[START OF RECORD EXTRACTS]
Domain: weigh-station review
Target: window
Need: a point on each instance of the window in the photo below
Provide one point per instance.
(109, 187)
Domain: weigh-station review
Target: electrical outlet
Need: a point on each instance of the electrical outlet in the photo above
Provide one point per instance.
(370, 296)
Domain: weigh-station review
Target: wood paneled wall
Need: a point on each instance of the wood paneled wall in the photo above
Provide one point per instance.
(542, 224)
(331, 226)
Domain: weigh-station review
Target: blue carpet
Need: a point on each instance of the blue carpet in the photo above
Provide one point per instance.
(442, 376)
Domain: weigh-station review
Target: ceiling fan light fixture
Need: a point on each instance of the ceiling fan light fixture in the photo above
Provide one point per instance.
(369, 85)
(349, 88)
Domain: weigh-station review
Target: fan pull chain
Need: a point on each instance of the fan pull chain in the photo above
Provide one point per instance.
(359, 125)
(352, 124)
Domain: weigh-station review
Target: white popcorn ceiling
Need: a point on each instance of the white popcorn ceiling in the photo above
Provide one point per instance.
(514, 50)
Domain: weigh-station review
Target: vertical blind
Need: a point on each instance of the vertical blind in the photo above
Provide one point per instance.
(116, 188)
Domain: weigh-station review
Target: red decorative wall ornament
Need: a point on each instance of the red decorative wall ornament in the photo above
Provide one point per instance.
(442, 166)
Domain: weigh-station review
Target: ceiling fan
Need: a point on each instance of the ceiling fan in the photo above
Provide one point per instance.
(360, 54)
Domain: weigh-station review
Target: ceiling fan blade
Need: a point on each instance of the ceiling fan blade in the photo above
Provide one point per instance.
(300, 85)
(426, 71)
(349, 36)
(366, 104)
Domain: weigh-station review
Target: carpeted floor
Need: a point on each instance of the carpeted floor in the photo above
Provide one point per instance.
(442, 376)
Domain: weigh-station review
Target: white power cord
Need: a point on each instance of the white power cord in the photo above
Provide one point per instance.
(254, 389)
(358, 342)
[END OF RECORD EXTRACTS]
**WHAT IS EXPECTED:** Gather each line of the material above that contains the word "carpeted" and copy those lines out in full.

**TASK OUTPUT:**
Target: carpeted floor
Need: a point on each instance of the carpeted floor in the photo above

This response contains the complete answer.